# Text to read:

It’s probably fair to say that the percentage of women on the planet who haven’t felt threatened or marginalized by their partner’s last wife is fairly small. Comparing ourselves – usually unfavorably – is what the female species does and does well, and we are encouraged in this by magazines, movies, television and the self-proclaimed relationship experts. The wife or girlfriend of a widower, however, can feel that a late wife is a rival of unassailable proportions because she is often only portrayed in her Sunday best. Death improves us all, or so it seems.

As I have stated in the past, I would have known that Rob’s late wife, Shelley, was a wonderful person even if I’d never heard a single story about her from him, the older girls, extended family or friends. And it was intimidating for a while. How do you follow wonderful? But, from the beginning, I endeavoured only to be me and not focus on the differences between us that sometimes made me feel like the ugly step-sister. She was her. I am me. For reasons known only to Rob, we both suited him just fine. And that’s where it begins and ends – or should – in any relationship. Worrying about how you do or don’t “stack up” leads to insecurity, anxiety, and misplaced jealousy.

Perhaps the problem is the idea that a man (or woman) can move on but still love a deceased spouse. I’ve heard some poor to bad analogies as to how this can be. There’s the 3 hearts. You. Your spouse. His Late Wife. My issue with this is that hinges on the fact that in our case, it would be four hearts and if three can be a crowd, four is bad porn. There are no extra hearts. There are memories, and everyone has memories of previous love, but the key word is “previous”. You take what you have learned and apply it now and archive the rest and if a person doesn’t or can’t – they aren’t really prime dating real estate.

In talking to Rob, I clarified again for myself a few things about men and how they think. They don’t really care about the guy who came before them. He had his opportunity, and now it’s their turn. They are really not prone to comparing because they feel that if you are with them now, then now is what counts most – which is why it is the rare man who will listen to stories about this or that past relationship without getting annoyed.

# Tasks:
[A] In the passage about dating a widower, what was the name of Rob's late wife?
[B] Copy the passage about dating a widower between "Perhaps the problem" and "dating real estate.", inclusive.

# Stored rows:
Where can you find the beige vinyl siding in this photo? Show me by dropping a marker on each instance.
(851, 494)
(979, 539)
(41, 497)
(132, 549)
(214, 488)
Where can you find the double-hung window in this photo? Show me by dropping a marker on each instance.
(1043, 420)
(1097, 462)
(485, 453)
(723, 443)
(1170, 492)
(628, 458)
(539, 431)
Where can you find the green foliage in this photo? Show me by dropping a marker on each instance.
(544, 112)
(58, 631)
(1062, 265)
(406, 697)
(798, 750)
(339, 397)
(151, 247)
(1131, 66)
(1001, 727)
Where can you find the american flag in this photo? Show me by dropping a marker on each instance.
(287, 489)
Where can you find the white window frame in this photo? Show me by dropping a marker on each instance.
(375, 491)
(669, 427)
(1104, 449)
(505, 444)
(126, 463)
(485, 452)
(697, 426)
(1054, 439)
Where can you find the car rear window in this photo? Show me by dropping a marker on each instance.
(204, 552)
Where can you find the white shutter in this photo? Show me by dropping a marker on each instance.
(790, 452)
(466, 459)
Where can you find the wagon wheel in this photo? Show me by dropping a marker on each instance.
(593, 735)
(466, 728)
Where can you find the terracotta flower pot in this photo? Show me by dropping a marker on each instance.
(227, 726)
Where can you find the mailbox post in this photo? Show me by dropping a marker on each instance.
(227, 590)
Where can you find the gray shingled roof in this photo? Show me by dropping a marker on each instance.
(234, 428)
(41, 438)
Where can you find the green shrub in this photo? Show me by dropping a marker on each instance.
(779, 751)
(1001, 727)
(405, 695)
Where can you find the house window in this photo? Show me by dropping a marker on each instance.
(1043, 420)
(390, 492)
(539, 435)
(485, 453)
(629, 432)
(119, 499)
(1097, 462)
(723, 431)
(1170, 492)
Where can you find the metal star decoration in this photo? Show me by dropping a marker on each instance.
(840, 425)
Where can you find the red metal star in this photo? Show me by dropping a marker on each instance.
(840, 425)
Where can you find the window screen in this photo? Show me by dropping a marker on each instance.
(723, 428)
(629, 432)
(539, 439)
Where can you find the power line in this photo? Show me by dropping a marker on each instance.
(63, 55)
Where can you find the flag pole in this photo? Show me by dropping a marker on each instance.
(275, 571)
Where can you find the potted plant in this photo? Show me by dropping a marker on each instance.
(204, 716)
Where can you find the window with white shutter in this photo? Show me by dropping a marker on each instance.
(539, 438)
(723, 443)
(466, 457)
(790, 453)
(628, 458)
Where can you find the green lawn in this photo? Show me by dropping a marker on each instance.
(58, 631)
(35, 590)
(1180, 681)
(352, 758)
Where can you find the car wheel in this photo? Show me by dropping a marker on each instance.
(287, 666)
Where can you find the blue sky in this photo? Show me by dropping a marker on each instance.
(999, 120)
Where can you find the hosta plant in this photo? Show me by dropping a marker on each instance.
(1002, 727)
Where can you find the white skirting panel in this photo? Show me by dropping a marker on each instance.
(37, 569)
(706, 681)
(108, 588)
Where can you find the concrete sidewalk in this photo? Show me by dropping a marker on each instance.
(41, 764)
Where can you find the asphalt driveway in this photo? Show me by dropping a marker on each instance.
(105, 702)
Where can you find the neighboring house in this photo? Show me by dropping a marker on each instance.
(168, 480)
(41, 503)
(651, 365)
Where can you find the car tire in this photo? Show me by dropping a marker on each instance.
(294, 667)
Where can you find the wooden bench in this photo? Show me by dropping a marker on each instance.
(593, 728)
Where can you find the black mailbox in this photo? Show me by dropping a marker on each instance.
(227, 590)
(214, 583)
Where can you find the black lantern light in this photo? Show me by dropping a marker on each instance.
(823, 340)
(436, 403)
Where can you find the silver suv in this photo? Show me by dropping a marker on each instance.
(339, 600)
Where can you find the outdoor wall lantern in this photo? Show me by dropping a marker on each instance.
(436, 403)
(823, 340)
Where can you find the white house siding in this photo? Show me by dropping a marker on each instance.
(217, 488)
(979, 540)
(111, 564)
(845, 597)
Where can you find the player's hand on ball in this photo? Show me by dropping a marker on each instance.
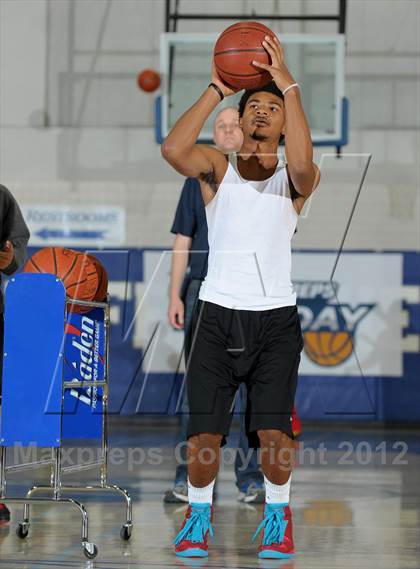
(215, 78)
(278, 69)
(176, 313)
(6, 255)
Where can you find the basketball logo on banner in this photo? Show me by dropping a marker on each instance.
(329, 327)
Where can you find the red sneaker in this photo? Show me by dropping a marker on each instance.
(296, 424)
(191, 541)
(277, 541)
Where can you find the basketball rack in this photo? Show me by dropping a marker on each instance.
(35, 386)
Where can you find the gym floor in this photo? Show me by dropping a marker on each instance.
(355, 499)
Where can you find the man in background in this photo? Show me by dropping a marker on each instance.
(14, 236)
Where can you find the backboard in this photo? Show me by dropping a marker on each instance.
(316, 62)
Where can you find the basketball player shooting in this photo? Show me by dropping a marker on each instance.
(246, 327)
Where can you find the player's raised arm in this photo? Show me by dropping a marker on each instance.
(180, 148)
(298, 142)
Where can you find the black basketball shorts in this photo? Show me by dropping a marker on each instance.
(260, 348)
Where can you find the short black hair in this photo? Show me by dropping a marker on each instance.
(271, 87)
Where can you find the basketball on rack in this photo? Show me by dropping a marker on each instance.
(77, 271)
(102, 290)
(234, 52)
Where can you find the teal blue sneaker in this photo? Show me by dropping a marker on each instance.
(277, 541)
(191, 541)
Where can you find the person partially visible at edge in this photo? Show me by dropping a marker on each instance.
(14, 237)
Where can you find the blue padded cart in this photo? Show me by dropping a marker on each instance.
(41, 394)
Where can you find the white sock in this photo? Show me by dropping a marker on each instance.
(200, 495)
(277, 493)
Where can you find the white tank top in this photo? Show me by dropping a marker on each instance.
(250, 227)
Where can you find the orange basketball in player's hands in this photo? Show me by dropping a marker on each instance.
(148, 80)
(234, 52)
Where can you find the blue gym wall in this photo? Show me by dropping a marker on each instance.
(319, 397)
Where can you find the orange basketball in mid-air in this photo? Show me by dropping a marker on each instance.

# Answers:
[A] Shelley

[B]
Perhaps the problem is the idea that a man (or woman) can move on but still love a deceased spouse. I’ve heard some poor to bad analogies as to how this can be. There’s the 3 hearts. You. Your spouse. His Late Wife. My issue with this is that hinges on the fact that in our case, it would be four hearts and if three can be a crowd, four is bad porn. There are no extra hearts. There are memories, and everyone has memories of previous love, but the key word is “previous”. You take what you have learned and apply it now and archive the rest and if a person doesn’t or can’t – they aren’t really prime dating real estate.